Il était venu en voisin rendre une petite visite à son ami Jean-Paul Belmondo qui y possédait une villa. C’est donc chez Bébel que j’ai vu Johnny pour la première fois, en chair et en os.
Je m’en souviens comme si c’était hier… on était avec Jean-Paul en train de faire une partie de Dames chinoises au bord de la piscine tout en sirotant des Piñacoladas lorsque Johnny a débarqué.
Il a claqué trois bises à l’ami Belmondo, m’a gentiment serré la louche puis il s’est foutu à poil et a piqué une tête direct dans la piscine en poussant le cri de Tarzan. Un cri qui résonne encore dans mes oreilles plus de trente ans après tant il donnait la pleine mesure de cette voix hors du commun.

▶ Jeu de données:
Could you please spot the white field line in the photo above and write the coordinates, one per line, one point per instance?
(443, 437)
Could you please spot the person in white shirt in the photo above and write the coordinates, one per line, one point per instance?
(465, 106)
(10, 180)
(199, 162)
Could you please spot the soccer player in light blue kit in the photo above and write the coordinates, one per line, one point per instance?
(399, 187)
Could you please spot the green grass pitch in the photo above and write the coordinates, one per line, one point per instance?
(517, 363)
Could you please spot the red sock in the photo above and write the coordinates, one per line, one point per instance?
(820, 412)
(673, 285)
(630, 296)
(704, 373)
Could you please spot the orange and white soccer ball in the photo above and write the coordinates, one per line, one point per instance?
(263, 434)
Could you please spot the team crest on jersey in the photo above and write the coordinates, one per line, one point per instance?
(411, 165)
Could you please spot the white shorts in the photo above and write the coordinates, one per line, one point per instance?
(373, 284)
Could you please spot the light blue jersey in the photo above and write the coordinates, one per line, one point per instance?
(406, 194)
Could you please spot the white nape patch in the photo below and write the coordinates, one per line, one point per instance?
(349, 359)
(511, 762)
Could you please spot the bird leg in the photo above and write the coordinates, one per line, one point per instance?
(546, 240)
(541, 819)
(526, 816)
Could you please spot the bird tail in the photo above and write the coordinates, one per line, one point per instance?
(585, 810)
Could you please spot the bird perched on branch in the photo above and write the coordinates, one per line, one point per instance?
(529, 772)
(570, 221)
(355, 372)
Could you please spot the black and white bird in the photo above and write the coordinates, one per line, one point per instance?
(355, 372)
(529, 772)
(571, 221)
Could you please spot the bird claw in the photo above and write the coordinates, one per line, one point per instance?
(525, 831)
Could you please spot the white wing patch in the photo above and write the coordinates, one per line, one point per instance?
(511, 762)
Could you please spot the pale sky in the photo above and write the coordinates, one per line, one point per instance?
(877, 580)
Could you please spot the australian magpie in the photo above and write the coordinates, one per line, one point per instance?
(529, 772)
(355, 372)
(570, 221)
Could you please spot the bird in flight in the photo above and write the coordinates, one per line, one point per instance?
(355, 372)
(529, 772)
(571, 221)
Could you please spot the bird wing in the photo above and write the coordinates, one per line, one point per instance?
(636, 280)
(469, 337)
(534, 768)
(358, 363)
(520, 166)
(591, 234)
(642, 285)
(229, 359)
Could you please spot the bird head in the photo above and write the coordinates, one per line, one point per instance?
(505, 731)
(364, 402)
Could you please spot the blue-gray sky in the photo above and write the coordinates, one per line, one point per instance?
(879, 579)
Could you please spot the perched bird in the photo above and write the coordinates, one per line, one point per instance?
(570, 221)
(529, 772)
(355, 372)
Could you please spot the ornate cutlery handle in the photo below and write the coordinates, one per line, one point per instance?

▶ La consigne:
Reprenez le récit de la première rencontre avec Johnny chez Jean-Paul Belmondo, et poursuivez-le à partir de sa dernière phrase.

▶ Réponse attendue:
Les heures qui ont suivis, on a pas mal discuté, pas mal rigolé et aussi, il faut bien le dire, pas mal picolé…
Le soir, après avoir bouffé au « Bistrot d’Alain », la seule table à peu près correcte à l’époque à Antigua, on a été au Casino. Johnny a perdu plus de 10.000 dollars mais ça a pas eu trop l’air de le perturber ... n’empêche qu’au retour, c’est moi qui ai du raquer le taxi.
Je le revois encore devant la table du Black Jack, Montecristo nº2 aux lèvres, en train de s’enfiler whisky sur Whisky, quasiment comme si c’était de la flotte.
D’ailleurs c’est justement à ce moment-là, après avoir avalé une gorgée, qu’il m’a dit :
- Hey au fait alaouet, toi qu’est cultivé, comment on dit pour un truc où y’a que de la flotte dedans ?
- Quand y’a que d’la flotte dedans, Johnny, on dit « aqueux »
- Aqueux ? T’es sérieux ? « Aqueux » comme un bordel aqueux ?
Et le voilà qui explose de rire. Parce qu’on dira c’qu’on voudra mais le Johnny, il avait quand même un sacré sens de l’humour !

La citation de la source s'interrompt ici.